[Aim of the exercise]:
Each line below has to be output exactly, from first to last.

[Data for the task]:
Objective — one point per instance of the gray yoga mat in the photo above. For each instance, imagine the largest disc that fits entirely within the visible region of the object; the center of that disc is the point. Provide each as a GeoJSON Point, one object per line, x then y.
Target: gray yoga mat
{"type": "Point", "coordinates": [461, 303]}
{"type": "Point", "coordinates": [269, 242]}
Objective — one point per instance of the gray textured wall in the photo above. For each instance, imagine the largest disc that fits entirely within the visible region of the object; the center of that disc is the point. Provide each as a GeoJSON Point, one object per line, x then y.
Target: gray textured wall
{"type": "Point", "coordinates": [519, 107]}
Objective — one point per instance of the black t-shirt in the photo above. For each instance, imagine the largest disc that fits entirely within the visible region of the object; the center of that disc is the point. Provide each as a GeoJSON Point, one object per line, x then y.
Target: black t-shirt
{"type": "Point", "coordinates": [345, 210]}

[Response to this exercise]:
Objective — one point per instance of the gray yoga mat in the photo above. For each instance, imagine the largest disc that fits entirely within the visible region of the object; the center of that disc is the point. Provide each as a GeoJSON Point, one object per line, x then y.
Target: gray yoga mat
{"type": "Point", "coordinates": [461, 303]}
{"type": "Point", "coordinates": [269, 242]}
Objective — one point per instance of the gray textured wall in the photo above. For each instance, imagine the largest disc that fits entirely within the visible region of the object; the center of that disc is the point. Provide each as a GeoJSON Point, one object per line, x then y.
Target: gray textured wall
{"type": "Point", "coordinates": [519, 107]}
Objective — one point per instance of the black t-shirt in the photo above. For each instance, imagine the largest disc that fits entirely within the visible region of the object; the center of that disc is the point. Provide each as a GeoJSON Point, one object per line, x then y.
Target: black t-shirt
{"type": "Point", "coordinates": [345, 210]}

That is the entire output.